### INSTRUCTION:
Copy out the items below word for word, starting at the line that contains "on the teal" and ending with the last line of the items, both included.

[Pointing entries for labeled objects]
==*==
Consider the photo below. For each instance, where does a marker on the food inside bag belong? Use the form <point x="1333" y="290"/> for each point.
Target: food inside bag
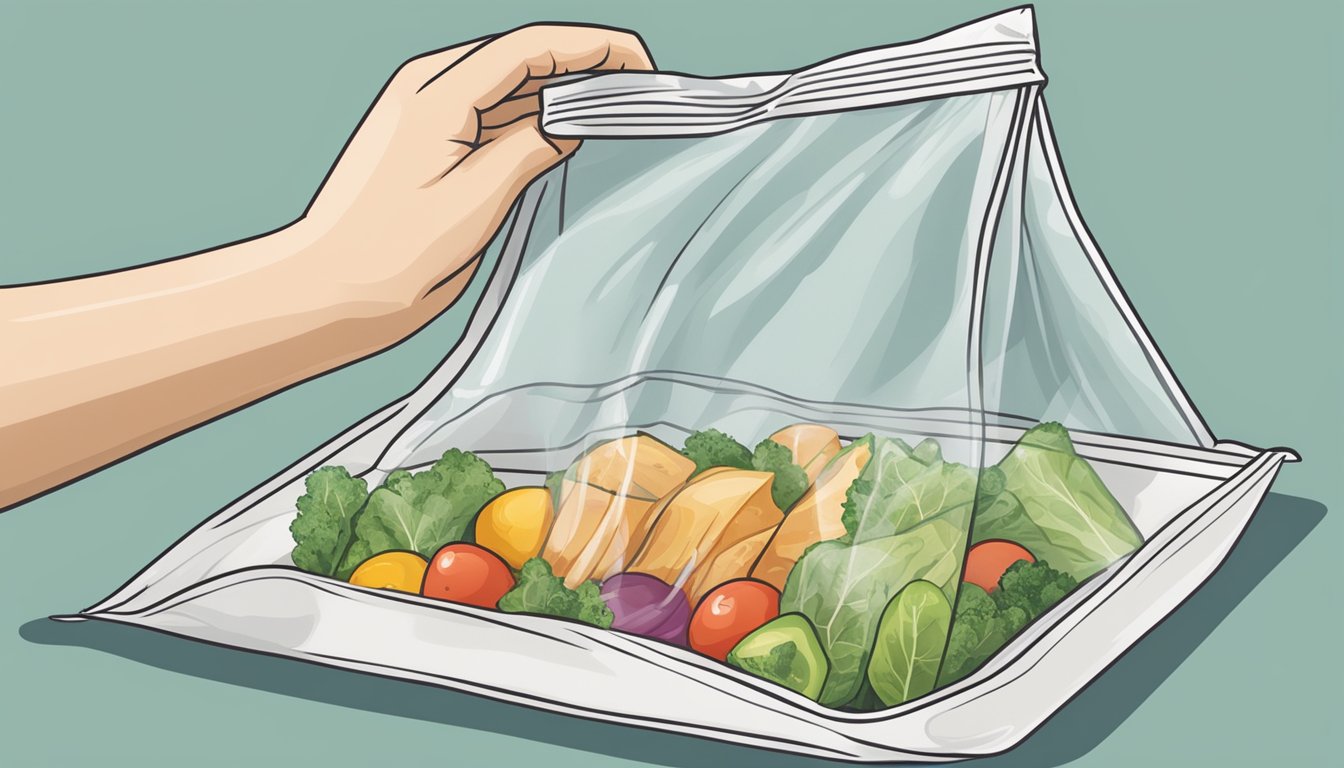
<point x="859" y="574"/>
<point x="797" y="410"/>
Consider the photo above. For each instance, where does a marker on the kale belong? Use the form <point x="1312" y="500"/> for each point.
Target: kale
<point x="712" y="448"/>
<point x="790" y="482"/>
<point x="422" y="511"/>
<point x="984" y="623"/>
<point x="539" y="591"/>
<point x="325" y="518"/>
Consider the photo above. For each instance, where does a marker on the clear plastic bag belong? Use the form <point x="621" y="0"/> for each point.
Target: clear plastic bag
<point x="883" y="244"/>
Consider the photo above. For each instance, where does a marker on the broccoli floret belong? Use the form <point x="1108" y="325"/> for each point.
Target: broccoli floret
<point x="1032" y="587"/>
<point x="789" y="479"/>
<point x="422" y="511"/>
<point x="979" y="630"/>
<point x="325" y="518"/>
<point x="539" y="591"/>
<point x="712" y="448"/>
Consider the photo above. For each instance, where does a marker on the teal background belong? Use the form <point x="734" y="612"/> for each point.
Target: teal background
<point x="1203" y="144"/>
==*==
### TASK OUTPUT:
Consider the photo above. For each instance, where does a marker on the teal background belong? Use the form <point x="734" y="612"/> for each point.
Target: teal background
<point x="1203" y="144"/>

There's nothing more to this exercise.